_Description of the task_
Drop the pictures, then extract the listing word for word.

───── Data for processing

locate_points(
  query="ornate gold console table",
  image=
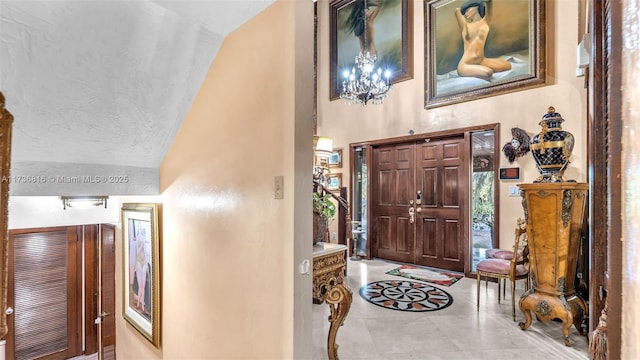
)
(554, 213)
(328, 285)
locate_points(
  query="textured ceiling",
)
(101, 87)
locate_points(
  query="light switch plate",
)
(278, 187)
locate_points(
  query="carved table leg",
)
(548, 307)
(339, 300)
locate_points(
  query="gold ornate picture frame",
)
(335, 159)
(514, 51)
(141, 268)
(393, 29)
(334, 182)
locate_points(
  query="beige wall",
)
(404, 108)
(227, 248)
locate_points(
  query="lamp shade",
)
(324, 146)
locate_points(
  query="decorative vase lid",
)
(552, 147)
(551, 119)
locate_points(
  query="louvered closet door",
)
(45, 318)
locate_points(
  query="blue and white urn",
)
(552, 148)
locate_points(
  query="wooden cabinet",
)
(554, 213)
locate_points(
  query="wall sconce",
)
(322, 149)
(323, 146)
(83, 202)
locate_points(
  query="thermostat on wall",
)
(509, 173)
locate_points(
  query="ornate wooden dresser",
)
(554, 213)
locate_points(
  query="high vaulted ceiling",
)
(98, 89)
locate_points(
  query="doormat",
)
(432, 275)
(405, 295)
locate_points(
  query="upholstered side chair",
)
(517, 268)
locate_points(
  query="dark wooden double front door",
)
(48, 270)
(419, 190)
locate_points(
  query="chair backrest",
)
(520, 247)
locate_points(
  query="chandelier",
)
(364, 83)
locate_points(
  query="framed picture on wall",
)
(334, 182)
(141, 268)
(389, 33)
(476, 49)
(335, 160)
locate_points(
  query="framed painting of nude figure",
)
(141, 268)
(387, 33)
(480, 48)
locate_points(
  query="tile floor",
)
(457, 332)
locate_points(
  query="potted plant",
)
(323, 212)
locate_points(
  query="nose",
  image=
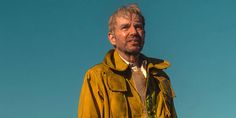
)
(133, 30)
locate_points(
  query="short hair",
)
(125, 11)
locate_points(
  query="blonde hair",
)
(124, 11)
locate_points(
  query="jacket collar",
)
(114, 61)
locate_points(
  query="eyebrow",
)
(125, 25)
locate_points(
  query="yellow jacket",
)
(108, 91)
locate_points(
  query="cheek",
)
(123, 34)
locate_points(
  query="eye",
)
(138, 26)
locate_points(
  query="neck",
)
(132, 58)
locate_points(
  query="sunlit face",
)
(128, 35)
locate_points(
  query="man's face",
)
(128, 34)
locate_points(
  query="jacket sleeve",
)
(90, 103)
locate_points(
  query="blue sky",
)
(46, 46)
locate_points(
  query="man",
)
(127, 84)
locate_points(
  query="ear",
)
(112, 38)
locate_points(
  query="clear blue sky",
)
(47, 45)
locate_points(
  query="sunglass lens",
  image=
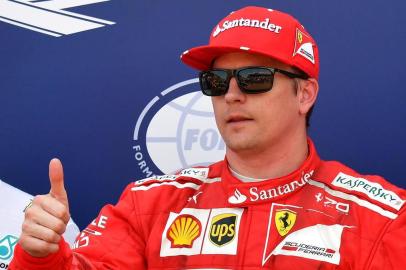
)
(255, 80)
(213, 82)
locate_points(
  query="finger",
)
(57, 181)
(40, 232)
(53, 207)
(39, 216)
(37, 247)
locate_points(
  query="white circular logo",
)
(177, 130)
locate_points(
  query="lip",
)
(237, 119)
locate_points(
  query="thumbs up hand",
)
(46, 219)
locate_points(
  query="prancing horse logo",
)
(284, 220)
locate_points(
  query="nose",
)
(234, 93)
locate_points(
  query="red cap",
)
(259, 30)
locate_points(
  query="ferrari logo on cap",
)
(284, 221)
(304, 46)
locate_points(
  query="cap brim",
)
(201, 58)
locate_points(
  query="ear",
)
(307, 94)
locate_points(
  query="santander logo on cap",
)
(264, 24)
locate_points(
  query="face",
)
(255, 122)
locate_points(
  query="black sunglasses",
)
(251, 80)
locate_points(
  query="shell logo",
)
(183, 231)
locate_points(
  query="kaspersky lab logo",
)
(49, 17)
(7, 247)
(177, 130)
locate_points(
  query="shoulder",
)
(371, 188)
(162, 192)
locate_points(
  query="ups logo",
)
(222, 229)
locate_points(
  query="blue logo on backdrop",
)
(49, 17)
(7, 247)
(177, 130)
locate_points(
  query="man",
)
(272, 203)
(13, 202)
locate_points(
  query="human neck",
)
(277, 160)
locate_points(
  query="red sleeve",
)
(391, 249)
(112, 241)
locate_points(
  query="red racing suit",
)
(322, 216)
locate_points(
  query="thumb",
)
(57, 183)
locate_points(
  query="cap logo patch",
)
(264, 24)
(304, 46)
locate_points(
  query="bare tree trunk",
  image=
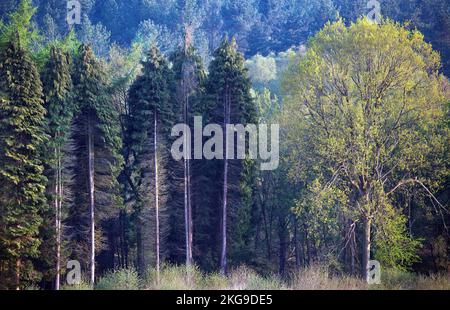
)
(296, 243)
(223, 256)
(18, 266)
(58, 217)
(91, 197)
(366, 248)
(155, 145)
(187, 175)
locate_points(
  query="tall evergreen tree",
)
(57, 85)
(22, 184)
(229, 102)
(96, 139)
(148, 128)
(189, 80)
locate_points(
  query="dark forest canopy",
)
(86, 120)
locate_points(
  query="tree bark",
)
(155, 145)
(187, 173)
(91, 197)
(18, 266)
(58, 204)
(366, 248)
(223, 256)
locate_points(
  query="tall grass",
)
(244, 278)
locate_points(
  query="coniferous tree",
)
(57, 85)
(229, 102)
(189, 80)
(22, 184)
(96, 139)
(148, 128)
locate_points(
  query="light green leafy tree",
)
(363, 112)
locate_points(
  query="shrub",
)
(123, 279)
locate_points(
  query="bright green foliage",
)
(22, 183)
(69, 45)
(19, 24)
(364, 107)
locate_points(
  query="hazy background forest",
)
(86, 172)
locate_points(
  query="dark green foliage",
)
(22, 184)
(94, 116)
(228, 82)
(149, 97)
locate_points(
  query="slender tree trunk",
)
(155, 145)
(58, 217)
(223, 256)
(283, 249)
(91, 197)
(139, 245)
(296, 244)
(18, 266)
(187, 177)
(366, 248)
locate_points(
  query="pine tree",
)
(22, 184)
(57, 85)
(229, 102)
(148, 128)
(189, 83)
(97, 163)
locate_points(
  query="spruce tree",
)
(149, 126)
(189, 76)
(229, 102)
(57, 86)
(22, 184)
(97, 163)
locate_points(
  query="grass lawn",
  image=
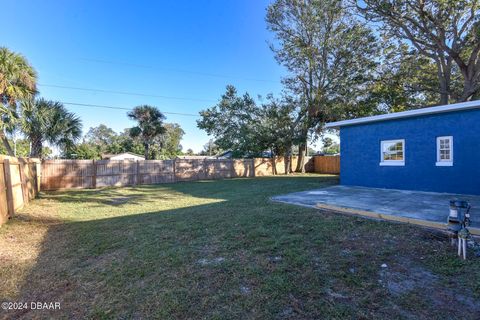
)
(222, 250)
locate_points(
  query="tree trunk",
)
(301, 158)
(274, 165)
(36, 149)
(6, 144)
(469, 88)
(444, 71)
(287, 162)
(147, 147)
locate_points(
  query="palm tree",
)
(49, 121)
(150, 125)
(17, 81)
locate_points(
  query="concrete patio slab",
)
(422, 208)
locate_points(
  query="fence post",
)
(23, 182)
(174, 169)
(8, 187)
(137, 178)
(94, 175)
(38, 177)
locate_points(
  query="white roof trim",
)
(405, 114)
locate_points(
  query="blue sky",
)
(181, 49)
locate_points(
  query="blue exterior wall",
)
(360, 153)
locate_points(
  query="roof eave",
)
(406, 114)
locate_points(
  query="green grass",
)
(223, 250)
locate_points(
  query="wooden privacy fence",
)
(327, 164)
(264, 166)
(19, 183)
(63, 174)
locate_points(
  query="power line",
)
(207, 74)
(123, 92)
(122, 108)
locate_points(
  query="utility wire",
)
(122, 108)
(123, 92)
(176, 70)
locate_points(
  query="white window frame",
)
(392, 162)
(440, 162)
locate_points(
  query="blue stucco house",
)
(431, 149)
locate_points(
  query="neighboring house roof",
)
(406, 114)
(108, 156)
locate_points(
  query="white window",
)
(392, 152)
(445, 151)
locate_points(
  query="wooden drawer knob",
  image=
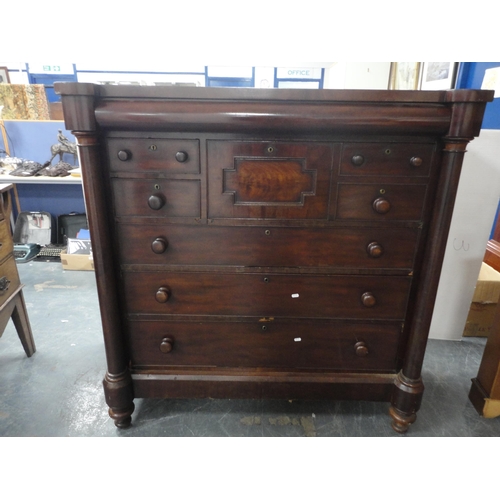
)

──────────

_Expected output_
locate_points(
  query="ornate gold console table",
  image=
)
(554, 213)
(328, 285)
locate_points(
  query="textured ceiling",
)
(101, 87)
locate_points(
  query="light switch plate",
)
(278, 187)
locate_points(
  query="carved table leg",
)
(548, 307)
(339, 300)
locate_points(
  query="gold ornate picture frame",
)
(335, 159)
(514, 51)
(141, 268)
(393, 29)
(334, 182)
locate_points(
  query="beige wall",
)
(404, 108)
(227, 248)
locate_points(
  query="lamp shade",
)
(324, 146)
locate_points(
  query="decorative vase lid",
)
(552, 147)
(551, 119)
locate_points(
  query="louvered closet door",
)
(45, 318)
locate_points(
  query="blue and white urn",
)
(552, 148)
locate_points(
  query="wooden cabinet",
)
(554, 213)
locate_points(
  query="wall sconce",
)
(322, 149)
(323, 146)
(83, 202)
locate_points(
  query="thermostat on wall",
)
(509, 173)
locate_points(
  query="ornate wooden dresser",
)
(554, 213)
locate_points(
  query="high vaulted ceiling",
)
(98, 89)
locate_points(
  query="doormat",
)
(432, 275)
(405, 295)
locate_points(
  query="upholstered side chair",
)
(517, 268)
locate_points(
  query="dark wooden double front door",
)
(48, 270)
(419, 190)
locate_points(
  query="chair backrest",
)
(520, 247)
locate_points(
  query="chandelier",
)
(364, 83)
locate_points(
  query="framed picture on wall",
)
(334, 182)
(141, 268)
(389, 33)
(476, 49)
(335, 160)
locate_points(
  query="framed painting of nude figure",
)
(141, 268)
(387, 33)
(480, 48)
locate_points(
  query="tile floor",
)
(457, 332)
locate_points(
  query="potted plant",
)
(323, 212)
locate_points(
  query="nose",
  image=
)
(133, 30)
locate_points(
  query="short hair",
)
(125, 11)
locate_points(
  query="blonde hair",
)
(124, 11)
locate_points(
  query="jacket collar",
)
(114, 61)
locate_points(
  query="eyebrow",
)
(125, 25)
locate_points(
  query="yellow jacket",
)
(108, 91)
locate_points(
  query="cheek",
)
(123, 34)
locate_points(
  query="eye",
)
(138, 26)
locate_points(
  query="neck",
)
(132, 58)
locate_points(
  query="sunlit face",
)
(128, 35)
locate_points(
  query="man's face",
)
(128, 34)
locate_points(
  query="jacket sleeve",
)
(90, 103)
locate_points(
  query="blue sky",
)
(46, 46)
locate_points(
  query="man",
)
(127, 84)
locate_points(
  query="ear",
)
(112, 38)
locate_points(
  query="clear blue sky",
)
(47, 45)
locate_points(
  query="sunglass lens",
  image=
)
(255, 80)
(213, 82)
locate_points(
  query="finger",
)
(57, 181)
(40, 232)
(53, 207)
(39, 216)
(37, 247)
locate_points(
  query="white circular logo",
)
(177, 130)
locate_points(
  query="lip",
)
(237, 119)
locate_points(
  query="thumbs up hand",
)
(46, 219)
locate_points(
  query="prancing horse logo",
)
(284, 220)
locate_points(
  query="nose",
)
(234, 93)
locate_points(
  query="red cap",
)
(259, 30)
locate_points(
  query="ferrari logo on cap",
)
(284, 221)
(304, 46)
locate_points(
  query="cap brim",
)
(201, 58)
locate_points(
  query="ear",
)
(307, 94)
locate_points(
  query="santander logo on cap",
)
(264, 24)
locate_points(
  query="face",
)
(255, 122)
locate_points(
  query="black sunglasses",
)
(251, 80)
locate_points(
  query="shell logo",
)
(183, 231)
locate_points(
  query="kaspersky lab logo",
)
(49, 17)
(7, 247)
(177, 130)
locate_points(
  query="shoulder",
)
(371, 188)
(162, 192)
locate_points(
  query="ups logo",
)
(222, 229)
locate_points(
  query="blue logo on backdrop",
)
(49, 17)
(7, 247)
(177, 130)
locate_points(
  query="man",
)
(272, 203)
(13, 202)
locate_points(
  query="human neck",
)
(277, 160)
locate_points(
  query="red sleeve",
)
(391, 249)
(112, 241)
locate_points(
  query="red racing suit",
)
(322, 216)
locate_points(
  query="thumb",
)
(57, 183)
locate_points(
  query="cap logo patch",
)
(264, 24)
(304, 46)
locate_points(
  query="bare tree trunk",
  image=
)
(296, 243)
(223, 256)
(18, 266)
(58, 217)
(91, 197)
(366, 248)
(155, 145)
(187, 175)
locate_points(
  query="tall evergreen tree",
)
(57, 85)
(22, 184)
(229, 102)
(96, 139)
(148, 128)
(189, 80)
locate_points(
  query="dark forest canopy",
)
(86, 120)
locate_points(
  query="tree bark",
)
(155, 145)
(187, 173)
(91, 197)
(18, 266)
(58, 204)
(366, 248)
(223, 256)
locate_points(
  query="tall grass",
)
(244, 278)
locate_points(
  query="coniferous tree",
)
(57, 85)
(229, 102)
(189, 80)
(22, 184)
(96, 139)
(148, 128)
locate_points(
  query="light green leafy tree",
)
(363, 112)
locate_points(
  query="shrub",
)
(123, 279)
locate_points(
  query="bright green foliage",
)
(22, 183)
(69, 45)
(19, 24)
(364, 107)
locate_points(
  query="hazy background forest",
)
(86, 172)
locate_points(
  query="dark green foliage",
)
(22, 184)
(94, 116)
(228, 82)
(149, 97)
locate_points(
  query="slender tree trunk",
)
(155, 145)
(58, 217)
(223, 256)
(283, 249)
(91, 197)
(139, 245)
(296, 244)
(18, 266)
(187, 177)
(366, 248)
locate_points(
  query="pine tree",
)
(22, 184)
(57, 85)
(229, 102)
(148, 128)
(189, 83)
(97, 163)
locate_points(
  query="spruce tree",
)
(149, 126)
(189, 76)
(229, 102)
(57, 86)
(22, 184)
(97, 163)
locate_points(
  query="grass lawn",
  image=
)
(222, 250)
locate_points(
  query="tree trunk",
)
(301, 158)
(274, 165)
(36, 149)
(6, 144)
(469, 88)
(444, 71)
(287, 162)
(147, 147)
locate_points(
  query="palm tree",
)
(49, 121)
(150, 125)
(17, 81)
locate_points(
  query="concrete patio slab",
)
(422, 208)
locate_points(
  query="fence post",
)
(23, 182)
(174, 169)
(8, 187)
(137, 178)
(94, 175)
(38, 177)
locate_points(
  query="white roof trim",
)
(405, 114)
locate_points(
  query="blue sky",
)
(181, 49)
locate_points(
  query="blue exterior wall",
)
(360, 153)
locate_points(
  query="roof eave",
)
(406, 114)
locate_points(
  query="green grass",
)
(223, 250)
locate_points(
  query="wooden privacy fence",
)
(327, 164)
(264, 166)
(19, 183)
(63, 174)
locate_points(
  query="power line",
)
(207, 74)
(123, 92)
(122, 108)
locate_points(
  query="utility wire",
)
(122, 108)
(123, 92)
(176, 70)
locate_points(
  query="white window frame",
)
(392, 162)
(440, 162)
locate_points(
  query="blue stucco house",
)
(431, 149)
locate_points(
  query="neighboring house roof",
)
(406, 114)
(108, 156)
locate_points(
  query="white window",
)
(392, 152)
(445, 151)
locate_points(
  query="wooden drawer knob",
  image=
)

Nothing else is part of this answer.